Exercício 1> Disponha em uma tabela Markdown, com as colunas Número e Linha, as linhas dos registros desde o início até a linha que contém "(1047, 390)", inclusive, omitindo as linhas em branco.
___ Trecho do texto ___
Quando o autor coloca, pelas palavras de Irene, que “a língua voa, a mão arrasta”, é justamente para mostrar essa diferença entre essas duas formas da linguagem: a fala é rápida, dinâmica e vanguardista, está sempre na frente, e a escrita é lenta, conservadora e busca a todo custo manter a “pureza” da língua. A fala vive fazendo pressão e puxando a escrita para que ela a acompanhe, mas a escrita quer ficar presa nas suas antigas regras. Mas no fim a “água mole em pedra dura, tanto bate até que fura”, e a escrita cede e adapta-se a fala, de forma lenta, mas as mudanças entre as diferentes épocas de uma mesma língua são incontestáveis.
Seguindo a naturalidade do aparelho fonador, os falantes de português não-padrão encontraram outras formas mais naturais e ágeis de pronunciarem os ditongos “OU” e “EI”. Nem só de encontros consonantais vivem as assimilações. As vogais “O” e “U”, assim como “E” e “I” são produzidas em zonas muito próximas, a tendência natural na fala então é um “puxar” o som do outro pra si, para harmonizar a fala. É por isso que escrevemos: “roupa, pouco” e “beijo, deixa”, mas falamos “rôpa, pôco” e “bêjo, dêxa”.
As sílabas tônicas são especialistas em modificar algumas pronúncias das vogais “E” e “O” nas sílabas pré e postônicas. Nas paroxítonas, que formam grande parte do nosso vocabulário, a sílaba tônica é invariavelmente a penúltima. Assim, quando as vogais “E” e “O” estão presentes antes ou depois dessa sílaba tônica, a tendência é que na fala pronunciemos “I” e “U”: bolacha>bulacha, avenida>avenida, ovo>ovu, leite>leiti. Esse fenômeno chama-se, segundo o autor, de harmonização vocálica.
A principal questão da assimilação e da harmonização vocálica é que ambas são muito presentes nas falas do dia-a-dia dos falantes das diversas variedades da língua portuguesa, inclusive entre os mais cultos. Porém a tendência escolar em corrigir o aluno dizendo que para “falar certo” tem que “falar como se escreve”. Como já foi mais que comprovado, a língua falada não obedece as mesmas regras da língua escrita. É preciso aprender o português padrão, porém tem que se respeitar e compreender a fala natural para abrir um leque muito maior de possibilidades linguísticas.
___
Exercício 2> Transcreva, sem alterações, o trecho do texto sobre fala e escrita entre "Quando o autor" e "língua são incontestáveis.", inclusive.
___ Dados de entrada ___
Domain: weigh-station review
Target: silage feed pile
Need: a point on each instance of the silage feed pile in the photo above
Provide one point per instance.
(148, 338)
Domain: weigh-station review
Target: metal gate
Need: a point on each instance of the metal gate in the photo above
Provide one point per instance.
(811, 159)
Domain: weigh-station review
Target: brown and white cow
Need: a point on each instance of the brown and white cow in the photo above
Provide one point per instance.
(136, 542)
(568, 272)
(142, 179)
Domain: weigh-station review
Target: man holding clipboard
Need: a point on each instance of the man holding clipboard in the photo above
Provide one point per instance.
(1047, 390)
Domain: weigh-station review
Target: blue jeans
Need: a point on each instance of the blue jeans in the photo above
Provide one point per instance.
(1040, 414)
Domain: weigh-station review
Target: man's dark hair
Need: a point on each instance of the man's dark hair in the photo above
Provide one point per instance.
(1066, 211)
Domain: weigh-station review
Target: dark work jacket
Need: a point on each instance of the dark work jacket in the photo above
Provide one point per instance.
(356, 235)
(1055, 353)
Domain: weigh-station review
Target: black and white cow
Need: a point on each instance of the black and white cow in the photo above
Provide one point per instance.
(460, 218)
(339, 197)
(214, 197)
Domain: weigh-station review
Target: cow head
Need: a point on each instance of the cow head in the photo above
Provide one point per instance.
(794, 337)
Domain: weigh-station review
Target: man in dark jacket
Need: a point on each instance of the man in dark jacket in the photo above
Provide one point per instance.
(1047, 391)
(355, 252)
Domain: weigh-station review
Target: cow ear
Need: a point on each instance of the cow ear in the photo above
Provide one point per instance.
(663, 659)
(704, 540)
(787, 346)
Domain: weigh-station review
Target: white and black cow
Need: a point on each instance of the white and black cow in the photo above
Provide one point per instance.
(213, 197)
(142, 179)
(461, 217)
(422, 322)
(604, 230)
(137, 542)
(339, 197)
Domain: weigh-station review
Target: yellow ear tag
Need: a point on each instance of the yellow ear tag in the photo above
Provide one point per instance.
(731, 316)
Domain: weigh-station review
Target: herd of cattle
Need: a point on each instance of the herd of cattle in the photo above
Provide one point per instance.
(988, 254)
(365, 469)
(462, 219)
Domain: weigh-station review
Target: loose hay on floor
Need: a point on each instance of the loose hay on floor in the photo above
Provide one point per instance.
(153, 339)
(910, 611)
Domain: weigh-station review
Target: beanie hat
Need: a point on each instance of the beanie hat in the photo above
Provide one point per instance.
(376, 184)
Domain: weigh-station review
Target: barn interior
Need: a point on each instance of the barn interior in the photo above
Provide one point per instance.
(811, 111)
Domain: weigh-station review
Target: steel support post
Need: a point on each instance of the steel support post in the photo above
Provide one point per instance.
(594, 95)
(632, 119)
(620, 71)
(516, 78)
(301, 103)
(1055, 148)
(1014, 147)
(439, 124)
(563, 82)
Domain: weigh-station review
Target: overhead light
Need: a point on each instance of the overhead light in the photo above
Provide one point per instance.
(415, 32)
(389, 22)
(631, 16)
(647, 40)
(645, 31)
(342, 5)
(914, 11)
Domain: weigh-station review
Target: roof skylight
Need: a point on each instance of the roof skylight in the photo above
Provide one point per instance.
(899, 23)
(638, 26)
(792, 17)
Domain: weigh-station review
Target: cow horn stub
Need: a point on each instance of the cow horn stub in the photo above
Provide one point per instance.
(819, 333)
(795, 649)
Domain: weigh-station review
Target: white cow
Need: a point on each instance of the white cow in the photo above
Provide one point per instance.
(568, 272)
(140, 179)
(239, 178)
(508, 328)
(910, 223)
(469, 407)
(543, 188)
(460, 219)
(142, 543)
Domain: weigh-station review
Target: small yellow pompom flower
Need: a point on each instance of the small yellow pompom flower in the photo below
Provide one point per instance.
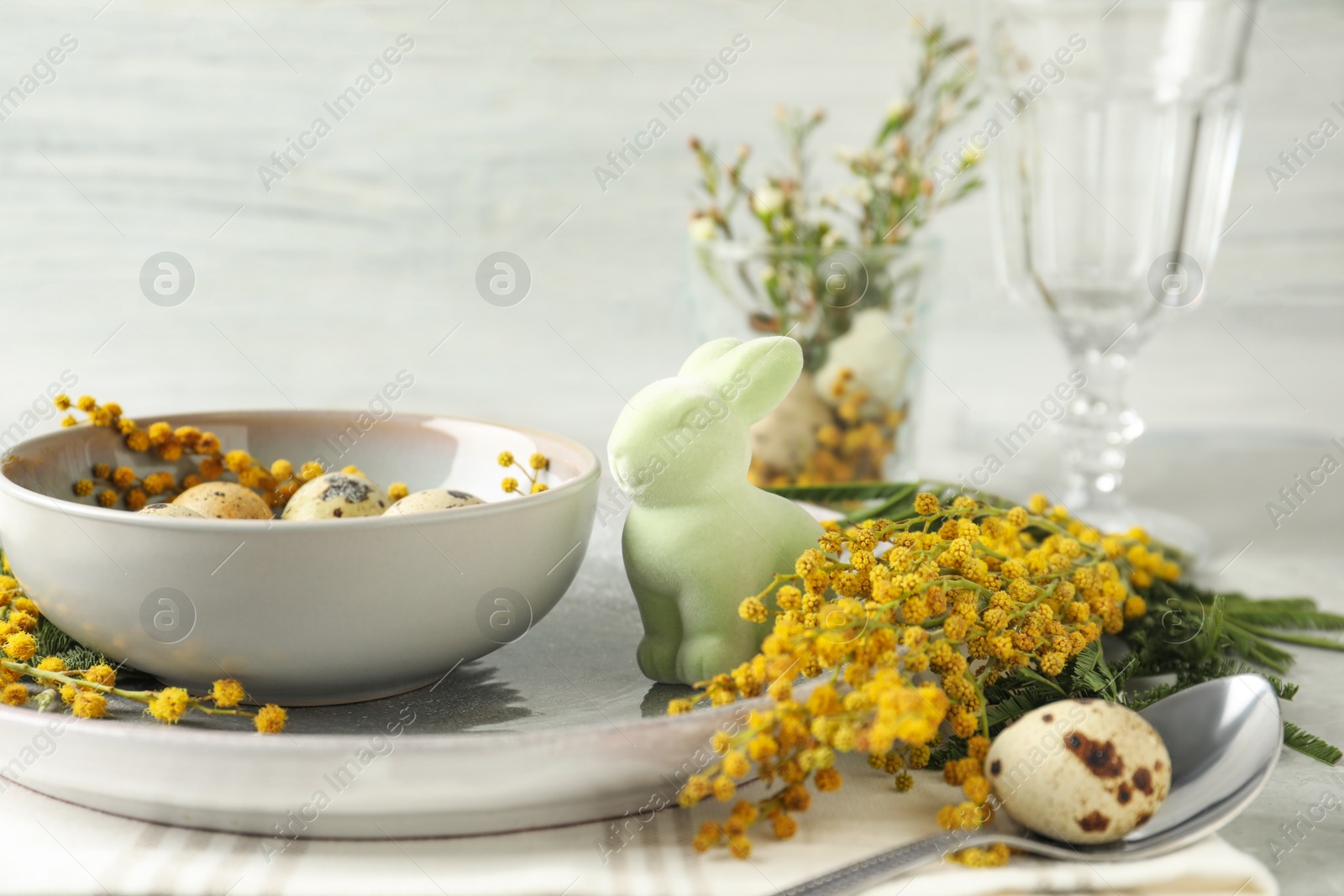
(20, 647)
(168, 705)
(270, 719)
(753, 610)
(927, 504)
(89, 705)
(228, 694)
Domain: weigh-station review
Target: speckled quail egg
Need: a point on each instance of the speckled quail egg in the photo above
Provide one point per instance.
(1085, 772)
(170, 510)
(433, 500)
(336, 496)
(223, 501)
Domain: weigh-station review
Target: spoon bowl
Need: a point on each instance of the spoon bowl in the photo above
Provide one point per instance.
(1223, 738)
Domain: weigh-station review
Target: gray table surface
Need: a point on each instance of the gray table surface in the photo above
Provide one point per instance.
(486, 139)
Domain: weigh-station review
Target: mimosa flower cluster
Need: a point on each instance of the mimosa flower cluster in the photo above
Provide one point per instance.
(85, 691)
(885, 637)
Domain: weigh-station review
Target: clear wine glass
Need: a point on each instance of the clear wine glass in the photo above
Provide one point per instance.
(1119, 125)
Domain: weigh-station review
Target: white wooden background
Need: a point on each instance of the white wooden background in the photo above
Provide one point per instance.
(360, 262)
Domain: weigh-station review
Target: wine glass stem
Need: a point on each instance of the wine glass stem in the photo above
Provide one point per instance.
(1099, 430)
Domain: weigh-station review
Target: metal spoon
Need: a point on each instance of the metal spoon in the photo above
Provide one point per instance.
(1223, 738)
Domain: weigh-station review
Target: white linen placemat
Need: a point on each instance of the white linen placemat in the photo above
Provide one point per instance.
___
Resultado do exercício 1>
| Número | Linha |
|---|---|
| 1 | Domain: weigh-station review |
| 2 | Target: silage feed pile |
| 3 | Need: a point on each instance of the silage feed pile in the photo above |
| 4 | Provide one point per instance. |
| 5 | (148, 338) |
| 6 | Domain: weigh-station review |
| 7 | Target: metal gate |
| 8 | Need: a point on each instance of the metal gate in the photo above |
| 9 | Provide one point per instance. |
| 10 | (811, 159) |
| 11 | Domain: weigh-station review |
| 12 | Target: brown and white cow |
| 13 | Need: a point on each instance of the brown and white cow in the photo above |
| 14 | Provide one point per instance. |
| 15 | (136, 542) |
| 16 | (568, 272) |
| 17 | (142, 179) |
| 18 | Domain: weigh-station review |
| 19 | Target: man holding clipboard |
| 20 | Need: a point on each instance of the man holding clipboard in the photo above |
| 21 | Provide one point per instance. |
| 22 | (1047, 390) |

Resultado do exercício 2>
Quando o autor coloca, pelas palavras de Irene, que “a língua voa, a mão arrasta”, é justamente para mostrar essa diferença entre essas duas formas da linguagem: a fala é rápida, dinâmica e vanguardista, está sempre na frente, e a escrita é lenta, conservadora e busca a todo custo manter a “pureza” da língua. A fala vive fazendo pressão e puxando a escrita para que ela a acompanhe, mas a escrita quer ficar presa nas suas antigas regras. Mas no fim a “água mole em pedra dura, tanto bate até que fura”, e a escrita cede e adapta-se a fala, de forma lenta, mas as mudanças entre as diferentes épocas de uma mesma língua são incontestáveis.